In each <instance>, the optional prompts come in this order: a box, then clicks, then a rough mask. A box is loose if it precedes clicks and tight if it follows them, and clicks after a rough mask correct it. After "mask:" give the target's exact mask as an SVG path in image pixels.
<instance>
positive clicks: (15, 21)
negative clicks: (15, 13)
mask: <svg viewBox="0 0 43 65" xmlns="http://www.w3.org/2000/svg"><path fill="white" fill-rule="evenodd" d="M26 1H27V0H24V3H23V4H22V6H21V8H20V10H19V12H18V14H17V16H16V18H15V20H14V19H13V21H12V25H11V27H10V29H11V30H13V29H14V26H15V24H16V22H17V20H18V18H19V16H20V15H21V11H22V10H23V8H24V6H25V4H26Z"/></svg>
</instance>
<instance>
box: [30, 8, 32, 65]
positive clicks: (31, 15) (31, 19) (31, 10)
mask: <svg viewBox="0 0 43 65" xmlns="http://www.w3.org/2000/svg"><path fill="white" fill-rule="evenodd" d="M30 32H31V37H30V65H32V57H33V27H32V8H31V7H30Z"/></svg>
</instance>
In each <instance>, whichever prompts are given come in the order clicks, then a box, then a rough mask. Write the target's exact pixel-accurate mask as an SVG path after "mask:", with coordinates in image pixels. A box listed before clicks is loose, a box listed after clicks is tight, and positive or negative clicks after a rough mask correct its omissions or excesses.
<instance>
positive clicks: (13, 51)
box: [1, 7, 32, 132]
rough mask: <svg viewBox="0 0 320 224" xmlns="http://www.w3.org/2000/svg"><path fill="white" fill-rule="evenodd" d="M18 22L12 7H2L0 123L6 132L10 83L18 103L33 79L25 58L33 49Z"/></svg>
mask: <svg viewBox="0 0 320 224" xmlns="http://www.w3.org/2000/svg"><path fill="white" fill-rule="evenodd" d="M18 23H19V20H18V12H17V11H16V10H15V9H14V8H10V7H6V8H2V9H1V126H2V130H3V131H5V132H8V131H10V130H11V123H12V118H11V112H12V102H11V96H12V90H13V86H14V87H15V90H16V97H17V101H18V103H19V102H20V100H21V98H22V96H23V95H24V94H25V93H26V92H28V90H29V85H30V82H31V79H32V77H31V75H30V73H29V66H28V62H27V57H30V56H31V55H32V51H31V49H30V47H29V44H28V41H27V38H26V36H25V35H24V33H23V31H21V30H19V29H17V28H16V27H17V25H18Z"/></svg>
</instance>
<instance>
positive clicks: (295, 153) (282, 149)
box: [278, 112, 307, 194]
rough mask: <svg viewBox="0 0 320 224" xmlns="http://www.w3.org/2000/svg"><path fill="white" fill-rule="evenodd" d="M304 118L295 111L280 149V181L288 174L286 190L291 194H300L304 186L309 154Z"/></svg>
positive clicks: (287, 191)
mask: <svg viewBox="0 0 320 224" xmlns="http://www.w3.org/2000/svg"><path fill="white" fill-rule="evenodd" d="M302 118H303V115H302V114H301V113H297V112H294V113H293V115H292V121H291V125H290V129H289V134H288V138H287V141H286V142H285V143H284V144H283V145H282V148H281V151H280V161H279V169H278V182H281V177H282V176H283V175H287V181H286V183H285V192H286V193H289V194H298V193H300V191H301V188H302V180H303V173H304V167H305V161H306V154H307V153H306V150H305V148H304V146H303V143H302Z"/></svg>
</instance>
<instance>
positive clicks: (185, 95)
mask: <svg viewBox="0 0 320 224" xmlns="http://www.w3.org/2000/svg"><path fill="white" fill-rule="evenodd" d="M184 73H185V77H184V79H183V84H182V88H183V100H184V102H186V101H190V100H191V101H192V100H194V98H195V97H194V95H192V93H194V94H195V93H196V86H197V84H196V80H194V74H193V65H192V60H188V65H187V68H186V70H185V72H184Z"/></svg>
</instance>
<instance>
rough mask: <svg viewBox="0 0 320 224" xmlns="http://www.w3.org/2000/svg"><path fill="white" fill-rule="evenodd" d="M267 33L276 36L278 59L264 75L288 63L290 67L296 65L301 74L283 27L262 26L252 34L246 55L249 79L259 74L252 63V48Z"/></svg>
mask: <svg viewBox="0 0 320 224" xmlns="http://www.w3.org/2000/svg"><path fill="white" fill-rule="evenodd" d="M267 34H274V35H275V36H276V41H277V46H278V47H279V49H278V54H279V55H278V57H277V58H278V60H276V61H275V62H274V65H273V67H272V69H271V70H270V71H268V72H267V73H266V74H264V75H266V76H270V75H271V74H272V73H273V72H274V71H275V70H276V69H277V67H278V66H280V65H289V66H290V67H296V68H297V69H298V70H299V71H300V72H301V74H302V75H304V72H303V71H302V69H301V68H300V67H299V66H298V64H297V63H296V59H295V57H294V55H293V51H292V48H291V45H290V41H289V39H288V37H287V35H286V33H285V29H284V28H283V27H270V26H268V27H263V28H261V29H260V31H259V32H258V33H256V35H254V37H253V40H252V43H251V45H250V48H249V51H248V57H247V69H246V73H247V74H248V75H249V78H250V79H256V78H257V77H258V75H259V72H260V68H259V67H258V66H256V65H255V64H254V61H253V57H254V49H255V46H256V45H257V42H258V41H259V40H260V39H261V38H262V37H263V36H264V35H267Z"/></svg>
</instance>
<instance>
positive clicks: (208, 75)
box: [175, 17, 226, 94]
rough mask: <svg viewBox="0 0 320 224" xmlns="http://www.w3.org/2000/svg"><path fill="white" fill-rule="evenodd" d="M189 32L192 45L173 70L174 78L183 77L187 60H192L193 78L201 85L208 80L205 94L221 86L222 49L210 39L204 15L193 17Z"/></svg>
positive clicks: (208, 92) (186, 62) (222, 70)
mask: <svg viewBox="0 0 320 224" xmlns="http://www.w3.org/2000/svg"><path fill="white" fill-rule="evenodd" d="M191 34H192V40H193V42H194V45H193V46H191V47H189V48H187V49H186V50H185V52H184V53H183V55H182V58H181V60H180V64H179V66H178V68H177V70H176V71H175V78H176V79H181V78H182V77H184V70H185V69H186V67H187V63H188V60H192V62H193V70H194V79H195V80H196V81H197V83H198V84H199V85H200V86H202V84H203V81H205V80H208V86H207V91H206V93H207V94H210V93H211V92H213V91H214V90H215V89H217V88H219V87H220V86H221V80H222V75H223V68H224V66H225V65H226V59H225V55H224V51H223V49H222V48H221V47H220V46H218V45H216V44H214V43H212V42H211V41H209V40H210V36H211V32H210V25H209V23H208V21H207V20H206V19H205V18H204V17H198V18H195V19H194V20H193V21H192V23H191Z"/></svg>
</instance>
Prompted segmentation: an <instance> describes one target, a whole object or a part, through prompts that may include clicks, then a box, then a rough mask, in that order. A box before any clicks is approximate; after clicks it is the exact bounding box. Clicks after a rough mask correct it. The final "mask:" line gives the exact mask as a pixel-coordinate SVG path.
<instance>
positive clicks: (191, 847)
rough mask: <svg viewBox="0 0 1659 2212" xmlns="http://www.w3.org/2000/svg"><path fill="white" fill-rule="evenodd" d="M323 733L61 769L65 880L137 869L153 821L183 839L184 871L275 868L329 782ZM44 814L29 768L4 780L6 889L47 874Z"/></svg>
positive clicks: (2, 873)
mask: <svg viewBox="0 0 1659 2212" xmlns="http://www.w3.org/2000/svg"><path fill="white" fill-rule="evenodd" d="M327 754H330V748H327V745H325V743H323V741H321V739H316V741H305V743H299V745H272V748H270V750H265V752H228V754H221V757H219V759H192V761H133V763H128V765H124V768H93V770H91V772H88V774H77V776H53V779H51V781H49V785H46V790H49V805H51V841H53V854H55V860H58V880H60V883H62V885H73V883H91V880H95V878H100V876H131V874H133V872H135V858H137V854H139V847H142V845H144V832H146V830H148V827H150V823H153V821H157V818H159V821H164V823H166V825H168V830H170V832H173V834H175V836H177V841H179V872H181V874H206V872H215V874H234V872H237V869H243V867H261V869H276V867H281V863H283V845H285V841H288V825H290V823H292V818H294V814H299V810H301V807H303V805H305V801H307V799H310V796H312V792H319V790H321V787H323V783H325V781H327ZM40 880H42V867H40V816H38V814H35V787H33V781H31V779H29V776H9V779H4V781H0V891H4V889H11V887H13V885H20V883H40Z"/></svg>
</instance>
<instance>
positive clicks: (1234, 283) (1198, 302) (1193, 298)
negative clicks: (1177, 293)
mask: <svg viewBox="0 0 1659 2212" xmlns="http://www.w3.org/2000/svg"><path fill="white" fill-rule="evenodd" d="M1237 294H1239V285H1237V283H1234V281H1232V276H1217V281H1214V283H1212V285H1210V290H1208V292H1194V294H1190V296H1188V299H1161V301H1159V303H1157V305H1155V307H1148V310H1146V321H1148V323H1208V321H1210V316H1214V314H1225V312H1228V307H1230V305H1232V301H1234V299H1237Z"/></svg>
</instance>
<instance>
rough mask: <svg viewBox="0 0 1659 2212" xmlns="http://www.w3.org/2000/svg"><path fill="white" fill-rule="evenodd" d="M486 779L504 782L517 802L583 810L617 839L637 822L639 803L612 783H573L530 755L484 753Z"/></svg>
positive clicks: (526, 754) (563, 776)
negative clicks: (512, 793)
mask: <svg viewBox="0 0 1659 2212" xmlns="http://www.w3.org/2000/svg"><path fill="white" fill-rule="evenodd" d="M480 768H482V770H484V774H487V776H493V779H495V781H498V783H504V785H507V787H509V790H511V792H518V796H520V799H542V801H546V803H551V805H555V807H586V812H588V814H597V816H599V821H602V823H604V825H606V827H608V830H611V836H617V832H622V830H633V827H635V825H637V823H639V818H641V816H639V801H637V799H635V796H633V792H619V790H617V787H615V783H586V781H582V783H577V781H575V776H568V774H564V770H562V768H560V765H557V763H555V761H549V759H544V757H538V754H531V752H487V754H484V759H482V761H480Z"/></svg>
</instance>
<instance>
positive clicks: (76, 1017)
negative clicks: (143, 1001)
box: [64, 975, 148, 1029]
+++
**JOB**
Exactly as they appear above, write out the line containing "negative clicks: (512, 793)" and each line that comes after it in the records.

**RESULT OF THIS TASK**
negative clicks: (512, 793)
mask: <svg viewBox="0 0 1659 2212" xmlns="http://www.w3.org/2000/svg"><path fill="white" fill-rule="evenodd" d="M480 768H482V770H484V774H487V776H493V779H495V781H498V783H504V785H507V787H509V790H511V792H518V796H520V799H542V801H546V803H551V805H555V807H586V812H588V814H597V816H599V821H602V823H604V825H606V827H608V830H611V836H617V832H622V830H633V827H635V825H637V823H639V818H641V816H639V801H637V799H635V796H633V792H619V790H617V787H615V783H586V781H582V783H577V781H575V776H568V774H564V770H562V768H560V765H557V763H555V761H549V759H544V757H538V754H531V752H487V754H484V759H482V761H480Z"/></svg>
</instance>
<instance>
positive clicks: (76, 1017)
negative clicks: (143, 1001)
box: [64, 975, 148, 1029]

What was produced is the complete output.